PROBLEM SET:
A - According to the Korean genome text, to what fold redundancy was the Korean male's diploid genome sequenced?
B - From the Korean genome text, return the passage that begins at the words "Consider (E): 1.2" and stops after "transcend racial lines.", copied word for word.

PASSAGE SHOWN:
..............................

In addition, the comparison of indels between SJK and YH (Table 4) showed that the two genomes shared the same type of indels by 99.5% on the same genomic loci (SJK and HuRef shared 86.2%, SJK and Watson shared 87.8%, SJK and NA18507 shared 93.6%).
So -based on indels- the Korean and Chinese individuals are ~24 times less distant to each other than the Korean is to James Watson (a European descendant) and ~13 times less distant to each other than the Korean was to NA18507 (a Nigerian). Table 4 in the paper has all the detailed numbers.
Figure 2 shows the overlap -number of SNPs- between various full genomes available.
Consider (E): 1.2 million SNPs are shared by the Korean and Venter/Watson; ~0.5 million are shared by the Korean and Venter (but not Watson) and the Korean and Watson (but not Venter), i.e., they transcend racial lines.
But, another ~0.5 million is shared by Venter and Watson, but not the Korean. A subset of these may be shared by accident for these three individuals (i.e., another Korean might also possess some of them). Another subset may be shared by Venter and Watson and most other Caucasoids; another subset may be shared by Venter and Watson, presumably due to their common Western European ancestry (or shared other minor ancestry), and so on.
As we sample more full genomes, we will be able to zero in on the pan-human SNPs, which represent shared human genetic diversity, as well as SNPs limited to races, subraces, ethnic groups, regions, ..., individuals.
This is an open access paper, so you can read it for yourselves.
Genome Research doi:10.1101/gr.092197.109
The first Korean genome sequence and analysis: Full genome sequencing for a socio-ethnic group
Sung-Min Ahn et al.
We present the first Korean individual genome sequence (SJK) and analysis results. The diploid genome of a Korean male was sequenced to 28.95-fold redundancy using the Illumina paired-end sequencing method. SJK covered 99.9% of the NCBI human reference genome. We identified 420,083 novel SNPs that are not in the dbSNP database. Despite a close similarity, significant differences were observed between the Chinese genome (YH), the only other Asian genome available, and SJK: 1) 39.87% (1,371,239 out of 3,439,107) SNPs were SJK-specific (49.51% against Venter's, 46.94% against Watson's, and 44.17% against the Yoruba genomes), 2) 99.5% (22,495 out of 22,605) of short indels (less than 4 bp) discovered on the same loci had the same size and type as YH, and 3) 11.3% (331 out of 2920) deletion structural variants were SJK-specific. Even after attempting to map unmapped reads of SJK to unanchored NCBI scaffolds, HGSV, and available personal genomes, there were still 5.77% SJK reads that could not be mapped. All these findings indicate that the overall genetic differences among individuals from closely related ethnic groups may be significant. Hence, constructing reference genomes for minor socio-ethnic groups will be useful for massive individual genome sequencing.

..............................

DATA EXTRACT:
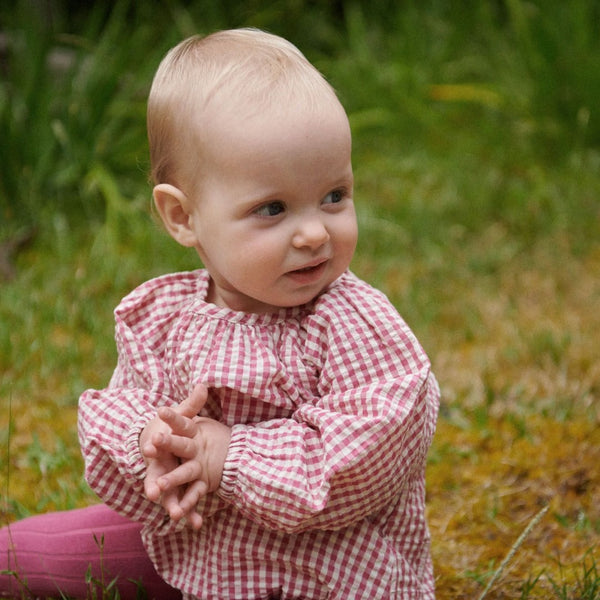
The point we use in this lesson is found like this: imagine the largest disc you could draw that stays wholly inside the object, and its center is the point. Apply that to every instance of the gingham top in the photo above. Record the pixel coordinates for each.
(332, 407)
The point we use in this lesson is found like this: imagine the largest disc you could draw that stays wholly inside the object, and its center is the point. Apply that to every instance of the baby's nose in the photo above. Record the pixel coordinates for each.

..............................

ANSWERS BY TASK:
A - 28.95-fold.

B -
Consider (E): 1.2 million SNPs are shared by the Korean and Venter/Watson; ~0.5 million are shared by the Korean and Venter (but not Watson) and the Korean and Watson (but not Venter), i.e., they transcend racial lines.